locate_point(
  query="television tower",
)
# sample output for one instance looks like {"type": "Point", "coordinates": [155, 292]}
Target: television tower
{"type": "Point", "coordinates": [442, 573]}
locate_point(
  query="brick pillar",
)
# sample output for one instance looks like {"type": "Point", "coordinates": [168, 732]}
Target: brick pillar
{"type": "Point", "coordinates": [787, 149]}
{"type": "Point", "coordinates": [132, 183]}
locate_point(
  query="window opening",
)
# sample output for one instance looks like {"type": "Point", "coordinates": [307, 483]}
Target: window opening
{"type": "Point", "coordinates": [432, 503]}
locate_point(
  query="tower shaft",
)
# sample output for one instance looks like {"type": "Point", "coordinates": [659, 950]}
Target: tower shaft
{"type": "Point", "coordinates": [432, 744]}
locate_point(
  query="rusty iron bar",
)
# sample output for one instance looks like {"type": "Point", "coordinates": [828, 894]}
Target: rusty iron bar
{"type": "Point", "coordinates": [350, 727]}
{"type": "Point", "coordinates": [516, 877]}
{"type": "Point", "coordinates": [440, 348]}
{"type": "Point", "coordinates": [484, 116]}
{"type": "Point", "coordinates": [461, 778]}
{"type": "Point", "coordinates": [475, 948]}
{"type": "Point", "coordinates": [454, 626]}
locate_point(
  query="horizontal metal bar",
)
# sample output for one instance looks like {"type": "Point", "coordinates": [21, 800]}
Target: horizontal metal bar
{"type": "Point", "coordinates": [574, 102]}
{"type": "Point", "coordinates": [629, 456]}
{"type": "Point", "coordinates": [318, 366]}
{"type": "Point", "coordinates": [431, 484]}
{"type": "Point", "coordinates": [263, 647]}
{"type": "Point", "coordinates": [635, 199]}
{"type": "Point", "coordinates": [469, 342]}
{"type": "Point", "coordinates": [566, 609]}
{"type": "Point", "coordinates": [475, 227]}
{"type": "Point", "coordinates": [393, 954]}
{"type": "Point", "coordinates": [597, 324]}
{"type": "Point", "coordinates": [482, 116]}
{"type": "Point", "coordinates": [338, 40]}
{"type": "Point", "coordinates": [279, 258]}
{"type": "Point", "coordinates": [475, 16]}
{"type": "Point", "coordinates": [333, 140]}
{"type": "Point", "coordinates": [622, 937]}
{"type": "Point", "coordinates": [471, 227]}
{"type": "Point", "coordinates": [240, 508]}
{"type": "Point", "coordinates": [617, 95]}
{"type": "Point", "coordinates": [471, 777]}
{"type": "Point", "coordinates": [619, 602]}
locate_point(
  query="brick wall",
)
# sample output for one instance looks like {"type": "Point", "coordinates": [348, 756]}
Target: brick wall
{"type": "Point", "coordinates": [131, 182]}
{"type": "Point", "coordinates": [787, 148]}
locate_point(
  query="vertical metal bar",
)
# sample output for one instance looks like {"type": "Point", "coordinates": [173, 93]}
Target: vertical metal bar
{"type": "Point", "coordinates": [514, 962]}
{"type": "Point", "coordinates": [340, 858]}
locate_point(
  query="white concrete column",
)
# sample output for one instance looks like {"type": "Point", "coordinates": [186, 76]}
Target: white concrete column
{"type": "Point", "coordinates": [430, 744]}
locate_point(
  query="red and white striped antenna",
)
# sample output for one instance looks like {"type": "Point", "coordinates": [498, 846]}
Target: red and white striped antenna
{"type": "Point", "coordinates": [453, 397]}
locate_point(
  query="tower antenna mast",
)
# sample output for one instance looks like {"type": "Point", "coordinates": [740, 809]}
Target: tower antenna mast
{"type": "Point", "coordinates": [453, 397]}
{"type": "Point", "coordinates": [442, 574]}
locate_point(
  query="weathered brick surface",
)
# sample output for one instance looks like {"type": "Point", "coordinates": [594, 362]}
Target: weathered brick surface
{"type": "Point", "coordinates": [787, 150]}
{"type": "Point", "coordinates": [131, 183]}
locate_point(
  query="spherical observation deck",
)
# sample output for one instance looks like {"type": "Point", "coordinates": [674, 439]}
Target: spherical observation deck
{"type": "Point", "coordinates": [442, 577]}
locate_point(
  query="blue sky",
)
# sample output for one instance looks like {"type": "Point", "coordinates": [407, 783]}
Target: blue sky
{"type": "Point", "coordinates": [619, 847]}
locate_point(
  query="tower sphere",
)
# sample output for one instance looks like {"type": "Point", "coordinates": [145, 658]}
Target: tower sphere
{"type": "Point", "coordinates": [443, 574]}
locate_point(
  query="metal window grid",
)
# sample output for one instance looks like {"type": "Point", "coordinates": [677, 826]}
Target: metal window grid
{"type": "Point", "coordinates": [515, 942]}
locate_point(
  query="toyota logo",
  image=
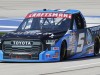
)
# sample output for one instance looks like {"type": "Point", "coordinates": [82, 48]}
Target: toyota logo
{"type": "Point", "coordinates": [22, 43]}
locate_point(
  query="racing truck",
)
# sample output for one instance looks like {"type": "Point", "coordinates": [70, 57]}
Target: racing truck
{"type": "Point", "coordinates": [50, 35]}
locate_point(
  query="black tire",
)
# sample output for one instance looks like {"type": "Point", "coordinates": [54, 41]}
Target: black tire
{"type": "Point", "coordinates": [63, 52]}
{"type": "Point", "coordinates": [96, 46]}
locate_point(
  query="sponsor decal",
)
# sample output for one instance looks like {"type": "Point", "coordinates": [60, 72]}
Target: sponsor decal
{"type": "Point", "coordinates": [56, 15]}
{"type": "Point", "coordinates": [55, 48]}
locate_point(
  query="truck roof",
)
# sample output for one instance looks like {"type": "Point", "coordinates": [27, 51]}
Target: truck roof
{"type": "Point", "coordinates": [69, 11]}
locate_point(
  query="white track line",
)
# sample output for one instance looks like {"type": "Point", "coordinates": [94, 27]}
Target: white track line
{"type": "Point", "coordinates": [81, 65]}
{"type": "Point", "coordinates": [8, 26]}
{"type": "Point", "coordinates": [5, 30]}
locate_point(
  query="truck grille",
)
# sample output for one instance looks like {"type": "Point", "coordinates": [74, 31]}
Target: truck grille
- - - - - - -
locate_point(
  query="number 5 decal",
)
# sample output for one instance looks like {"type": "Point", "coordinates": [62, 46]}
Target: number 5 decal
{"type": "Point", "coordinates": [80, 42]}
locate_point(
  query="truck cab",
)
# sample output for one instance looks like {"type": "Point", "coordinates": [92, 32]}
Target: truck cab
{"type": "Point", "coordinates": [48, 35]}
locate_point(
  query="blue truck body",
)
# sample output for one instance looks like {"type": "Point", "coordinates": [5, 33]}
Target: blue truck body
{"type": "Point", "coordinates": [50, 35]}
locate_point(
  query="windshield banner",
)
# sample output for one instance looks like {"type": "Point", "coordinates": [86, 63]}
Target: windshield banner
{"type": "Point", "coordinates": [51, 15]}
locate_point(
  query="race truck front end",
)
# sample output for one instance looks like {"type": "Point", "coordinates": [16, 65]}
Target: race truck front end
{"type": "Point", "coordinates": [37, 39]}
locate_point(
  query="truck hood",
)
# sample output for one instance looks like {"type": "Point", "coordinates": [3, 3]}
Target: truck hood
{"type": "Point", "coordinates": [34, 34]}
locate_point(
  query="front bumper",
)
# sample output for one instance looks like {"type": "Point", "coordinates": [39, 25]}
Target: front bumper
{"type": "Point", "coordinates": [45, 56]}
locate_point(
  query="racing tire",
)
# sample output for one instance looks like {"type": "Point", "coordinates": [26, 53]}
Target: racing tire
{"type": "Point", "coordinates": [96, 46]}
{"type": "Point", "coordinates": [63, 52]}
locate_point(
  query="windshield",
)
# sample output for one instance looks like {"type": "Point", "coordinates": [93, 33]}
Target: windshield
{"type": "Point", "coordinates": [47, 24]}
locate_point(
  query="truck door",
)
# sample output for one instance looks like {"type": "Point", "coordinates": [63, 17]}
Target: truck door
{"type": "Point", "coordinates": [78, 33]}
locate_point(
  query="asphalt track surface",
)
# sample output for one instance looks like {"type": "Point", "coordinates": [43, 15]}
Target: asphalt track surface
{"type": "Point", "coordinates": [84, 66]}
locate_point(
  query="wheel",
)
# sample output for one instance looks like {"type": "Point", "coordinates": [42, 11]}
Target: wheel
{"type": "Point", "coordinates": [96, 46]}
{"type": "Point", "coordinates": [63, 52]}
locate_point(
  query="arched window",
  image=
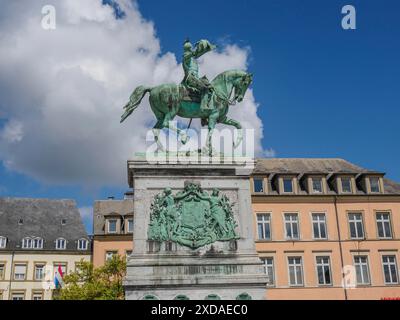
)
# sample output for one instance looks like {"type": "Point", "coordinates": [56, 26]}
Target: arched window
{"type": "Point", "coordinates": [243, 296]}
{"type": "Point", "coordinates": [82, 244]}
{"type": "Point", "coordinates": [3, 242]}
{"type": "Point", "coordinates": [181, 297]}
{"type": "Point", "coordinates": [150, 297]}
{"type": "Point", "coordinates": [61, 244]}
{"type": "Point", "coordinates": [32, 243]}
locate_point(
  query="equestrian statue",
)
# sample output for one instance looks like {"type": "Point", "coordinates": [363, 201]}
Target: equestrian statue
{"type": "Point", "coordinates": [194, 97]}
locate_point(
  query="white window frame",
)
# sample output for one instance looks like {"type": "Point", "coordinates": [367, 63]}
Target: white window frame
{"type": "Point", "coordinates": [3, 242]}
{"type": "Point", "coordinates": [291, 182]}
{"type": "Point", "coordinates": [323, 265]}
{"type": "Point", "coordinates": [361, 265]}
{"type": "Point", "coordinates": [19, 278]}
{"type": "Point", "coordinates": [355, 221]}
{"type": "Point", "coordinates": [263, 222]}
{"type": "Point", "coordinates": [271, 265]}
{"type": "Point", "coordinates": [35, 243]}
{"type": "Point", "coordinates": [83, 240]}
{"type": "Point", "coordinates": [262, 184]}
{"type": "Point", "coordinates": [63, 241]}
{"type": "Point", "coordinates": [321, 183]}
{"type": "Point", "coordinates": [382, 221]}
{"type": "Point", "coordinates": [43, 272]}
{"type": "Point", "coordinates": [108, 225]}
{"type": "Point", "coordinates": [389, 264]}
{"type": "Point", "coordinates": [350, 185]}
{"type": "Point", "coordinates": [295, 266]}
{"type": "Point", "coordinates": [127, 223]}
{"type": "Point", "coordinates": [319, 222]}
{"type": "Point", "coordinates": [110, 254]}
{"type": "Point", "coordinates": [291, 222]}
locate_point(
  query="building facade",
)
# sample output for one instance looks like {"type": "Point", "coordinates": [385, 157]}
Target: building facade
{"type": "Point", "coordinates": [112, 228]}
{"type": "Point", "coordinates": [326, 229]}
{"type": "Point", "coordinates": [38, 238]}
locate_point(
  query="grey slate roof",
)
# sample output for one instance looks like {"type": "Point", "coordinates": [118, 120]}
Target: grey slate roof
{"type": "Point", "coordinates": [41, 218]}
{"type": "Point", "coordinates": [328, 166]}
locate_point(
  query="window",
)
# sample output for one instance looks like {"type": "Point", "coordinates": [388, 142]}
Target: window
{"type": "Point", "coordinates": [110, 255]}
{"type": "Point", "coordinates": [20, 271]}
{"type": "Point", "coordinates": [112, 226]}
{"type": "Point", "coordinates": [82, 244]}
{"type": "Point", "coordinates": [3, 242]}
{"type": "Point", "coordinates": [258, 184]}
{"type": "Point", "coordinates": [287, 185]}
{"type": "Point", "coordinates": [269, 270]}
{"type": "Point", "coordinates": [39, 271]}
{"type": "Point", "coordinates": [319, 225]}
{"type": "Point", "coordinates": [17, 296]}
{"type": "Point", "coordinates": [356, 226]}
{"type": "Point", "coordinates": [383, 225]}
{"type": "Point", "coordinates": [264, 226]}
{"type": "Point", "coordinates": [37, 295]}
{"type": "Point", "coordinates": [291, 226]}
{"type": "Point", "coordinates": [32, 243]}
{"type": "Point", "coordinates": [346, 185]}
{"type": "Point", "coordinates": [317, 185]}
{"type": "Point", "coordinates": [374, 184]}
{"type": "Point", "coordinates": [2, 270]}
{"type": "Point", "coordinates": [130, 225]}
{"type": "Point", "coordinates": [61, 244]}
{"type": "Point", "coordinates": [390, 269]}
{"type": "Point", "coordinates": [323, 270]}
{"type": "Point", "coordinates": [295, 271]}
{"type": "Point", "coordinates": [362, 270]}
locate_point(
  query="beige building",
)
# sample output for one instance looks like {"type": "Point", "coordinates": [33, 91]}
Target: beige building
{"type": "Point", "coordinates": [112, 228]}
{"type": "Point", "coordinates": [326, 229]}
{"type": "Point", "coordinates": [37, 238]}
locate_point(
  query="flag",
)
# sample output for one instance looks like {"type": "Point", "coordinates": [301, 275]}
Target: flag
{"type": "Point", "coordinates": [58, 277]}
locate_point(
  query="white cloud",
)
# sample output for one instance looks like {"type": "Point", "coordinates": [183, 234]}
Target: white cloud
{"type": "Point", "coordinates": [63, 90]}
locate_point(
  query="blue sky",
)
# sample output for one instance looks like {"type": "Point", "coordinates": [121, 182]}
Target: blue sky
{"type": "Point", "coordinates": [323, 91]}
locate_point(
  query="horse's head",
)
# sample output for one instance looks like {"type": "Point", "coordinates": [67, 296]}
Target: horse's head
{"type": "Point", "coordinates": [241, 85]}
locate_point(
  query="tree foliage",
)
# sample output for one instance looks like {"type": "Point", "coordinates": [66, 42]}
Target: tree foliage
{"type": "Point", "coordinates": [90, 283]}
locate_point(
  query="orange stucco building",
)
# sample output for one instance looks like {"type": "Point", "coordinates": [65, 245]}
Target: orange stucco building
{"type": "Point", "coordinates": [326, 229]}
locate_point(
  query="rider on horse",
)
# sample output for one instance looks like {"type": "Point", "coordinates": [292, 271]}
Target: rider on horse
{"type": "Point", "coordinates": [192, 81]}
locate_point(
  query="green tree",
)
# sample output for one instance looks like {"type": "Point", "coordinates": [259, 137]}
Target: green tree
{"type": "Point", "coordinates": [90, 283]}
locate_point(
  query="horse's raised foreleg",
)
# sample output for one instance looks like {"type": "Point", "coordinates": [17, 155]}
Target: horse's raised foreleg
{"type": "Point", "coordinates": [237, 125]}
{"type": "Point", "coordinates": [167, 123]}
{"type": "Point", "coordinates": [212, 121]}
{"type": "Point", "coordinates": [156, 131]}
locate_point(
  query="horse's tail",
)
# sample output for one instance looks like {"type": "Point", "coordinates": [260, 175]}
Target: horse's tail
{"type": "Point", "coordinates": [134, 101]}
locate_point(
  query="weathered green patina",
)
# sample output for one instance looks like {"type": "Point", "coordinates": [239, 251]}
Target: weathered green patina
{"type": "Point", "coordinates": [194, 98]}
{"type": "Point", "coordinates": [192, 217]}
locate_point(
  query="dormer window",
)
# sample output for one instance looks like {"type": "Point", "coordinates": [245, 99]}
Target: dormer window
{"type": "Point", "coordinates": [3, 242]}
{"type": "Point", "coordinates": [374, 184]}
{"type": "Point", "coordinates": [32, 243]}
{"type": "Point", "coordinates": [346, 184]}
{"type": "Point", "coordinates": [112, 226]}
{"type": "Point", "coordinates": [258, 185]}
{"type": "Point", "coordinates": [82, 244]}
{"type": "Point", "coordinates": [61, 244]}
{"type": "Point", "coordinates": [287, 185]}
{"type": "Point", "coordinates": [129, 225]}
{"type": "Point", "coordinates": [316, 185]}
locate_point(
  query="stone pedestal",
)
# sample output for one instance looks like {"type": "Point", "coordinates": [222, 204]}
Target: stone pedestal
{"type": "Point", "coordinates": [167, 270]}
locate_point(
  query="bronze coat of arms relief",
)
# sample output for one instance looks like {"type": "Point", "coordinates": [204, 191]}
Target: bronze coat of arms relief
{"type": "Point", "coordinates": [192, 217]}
- - - - - - -
Problem requirements →
Show every line from both blocks above that contains the word "observation", copying each one unchanged.

Solution →
  query="spherical observation deck",
Target: spherical observation deck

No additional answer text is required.